--- Begin Listing ---

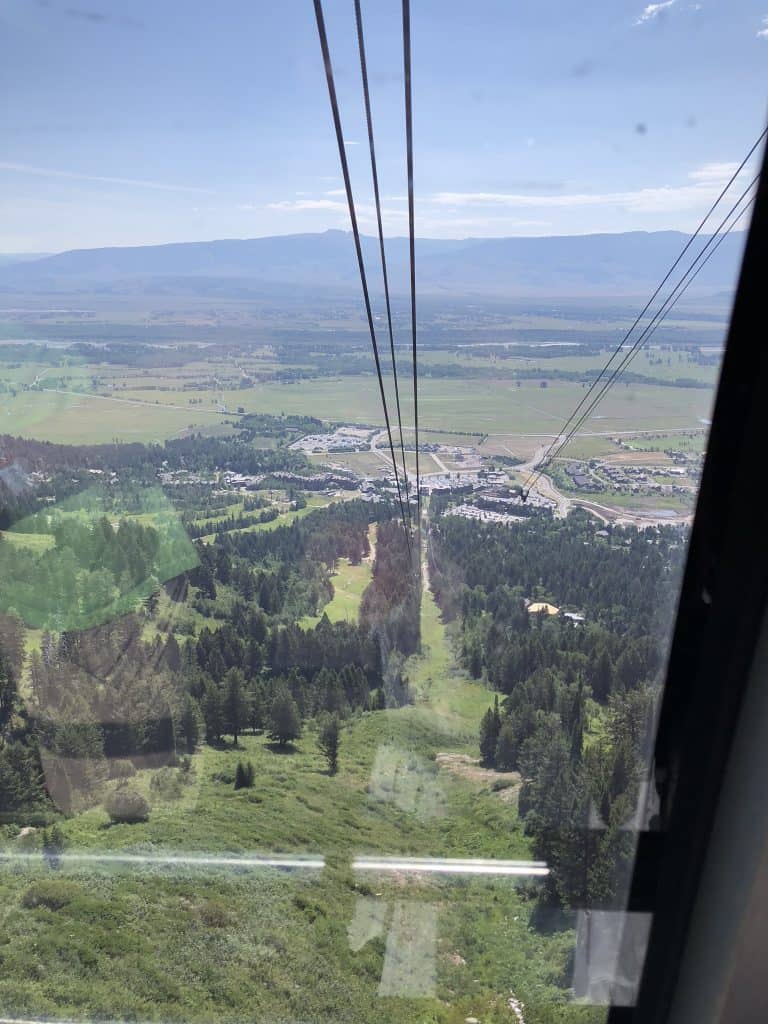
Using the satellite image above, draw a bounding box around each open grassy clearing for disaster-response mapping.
[0,390,234,444]
[201,502,331,544]
[91,376,712,433]
[300,523,376,629]
[0,581,589,1024]
[0,530,55,552]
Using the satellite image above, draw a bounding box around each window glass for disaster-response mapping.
[0,0,768,1024]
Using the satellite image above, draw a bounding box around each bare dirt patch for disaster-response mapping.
[435,753,520,804]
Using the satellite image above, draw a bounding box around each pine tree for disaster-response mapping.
[179,693,202,754]
[268,690,301,746]
[203,680,224,743]
[43,825,65,871]
[480,708,499,765]
[234,761,248,790]
[223,669,248,746]
[317,715,341,775]
[494,720,517,770]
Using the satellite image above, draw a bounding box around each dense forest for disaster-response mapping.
[0,483,418,818]
[430,512,683,908]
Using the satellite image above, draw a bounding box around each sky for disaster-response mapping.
[0,0,768,253]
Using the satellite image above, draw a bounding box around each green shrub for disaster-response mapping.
[110,758,136,778]
[234,761,256,790]
[150,765,183,800]
[22,879,83,910]
[104,786,150,824]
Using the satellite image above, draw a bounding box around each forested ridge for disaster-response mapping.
[0,491,418,816]
[430,513,683,908]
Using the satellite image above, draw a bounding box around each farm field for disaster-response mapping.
[69,376,712,433]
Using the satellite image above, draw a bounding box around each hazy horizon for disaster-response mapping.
[0,0,768,253]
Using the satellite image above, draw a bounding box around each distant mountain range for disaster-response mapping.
[0,230,743,301]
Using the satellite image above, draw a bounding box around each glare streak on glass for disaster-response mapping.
[0,0,768,1024]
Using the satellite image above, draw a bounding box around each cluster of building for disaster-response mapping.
[290,427,378,454]
[445,505,527,526]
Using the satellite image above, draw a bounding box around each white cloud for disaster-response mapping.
[266,199,347,213]
[431,163,753,213]
[635,0,676,25]
[0,161,211,193]
[688,162,738,185]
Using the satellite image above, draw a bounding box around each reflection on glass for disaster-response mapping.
[0,0,765,1024]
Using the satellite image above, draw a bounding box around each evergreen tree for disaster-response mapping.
[223,669,248,746]
[203,679,224,743]
[268,690,301,746]
[179,693,202,754]
[480,708,499,765]
[317,715,341,775]
[43,825,65,871]
[494,720,517,770]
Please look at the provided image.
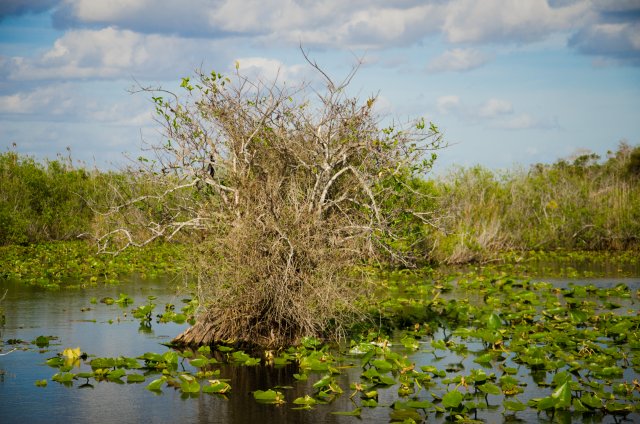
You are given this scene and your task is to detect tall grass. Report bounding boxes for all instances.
[0,152,117,245]
[432,144,640,263]
[0,144,640,263]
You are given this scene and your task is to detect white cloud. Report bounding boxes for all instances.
[436,95,460,113]
[442,0,590,43]
[489,113,560,130]
[569,22,640,65]
[3,27,228,80]
[233,57,309,83]
[478,99,513,118]
[427,49,490,73]
[436,95,560,130]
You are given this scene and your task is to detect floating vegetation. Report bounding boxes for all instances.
[0,241,184,289]
[40,272,640,422]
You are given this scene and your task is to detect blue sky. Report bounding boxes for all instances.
[0,0,640,172]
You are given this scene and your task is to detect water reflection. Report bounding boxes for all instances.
[0,278,639,424]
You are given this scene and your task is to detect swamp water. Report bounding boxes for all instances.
[0,272,640,423]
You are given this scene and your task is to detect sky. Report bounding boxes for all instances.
[0,0,640,172]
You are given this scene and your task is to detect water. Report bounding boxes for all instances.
[0,278,640,424]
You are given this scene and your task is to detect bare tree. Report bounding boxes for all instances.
[99,55,441,347]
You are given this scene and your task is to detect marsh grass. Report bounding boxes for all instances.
[431,144,640,264]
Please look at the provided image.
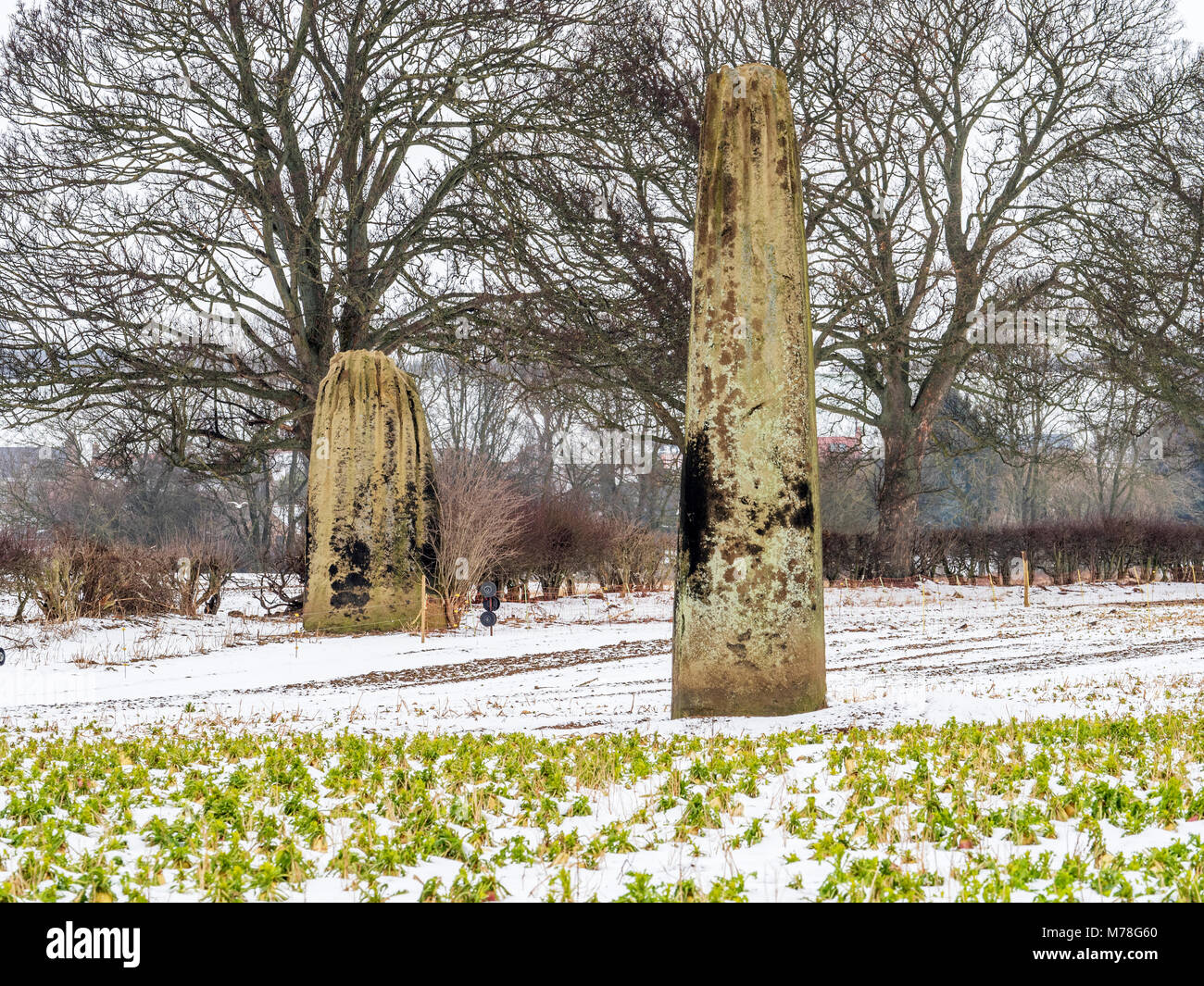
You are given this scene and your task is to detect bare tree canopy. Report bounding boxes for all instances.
[0,0,602,472]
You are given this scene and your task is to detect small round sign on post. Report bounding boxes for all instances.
[477,581,502,637]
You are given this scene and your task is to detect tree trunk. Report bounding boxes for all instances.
[878,417,930,579]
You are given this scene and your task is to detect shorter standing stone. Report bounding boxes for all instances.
[305,350,443,633]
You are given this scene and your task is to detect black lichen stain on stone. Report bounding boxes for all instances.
[682,429,731,579]
[790,480,815,530]
[330,538,372,609]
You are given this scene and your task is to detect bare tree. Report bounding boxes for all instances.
[0,0,597,474]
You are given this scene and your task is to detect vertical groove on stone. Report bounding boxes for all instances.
[305,350,438,632]
[673,65,826,718]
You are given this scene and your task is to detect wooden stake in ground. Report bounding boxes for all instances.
[673,65,826,718]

--- End Listing ---

# Task brief:
Can you print, unchanged, everything in the entries from the line containing "horizon for disaster-response mapping." down to the line containing "[0,230,743,301]", including both of those lines?

# Exercise solution:
Using the satellite image above, draw a bounding box around each hazy horizon for disaster-response mapping.
[0,0,768,253]
Using the satellite image above, draw a bounding box around each distant mountain range for disaster-response mapping.
[0,230,743,301]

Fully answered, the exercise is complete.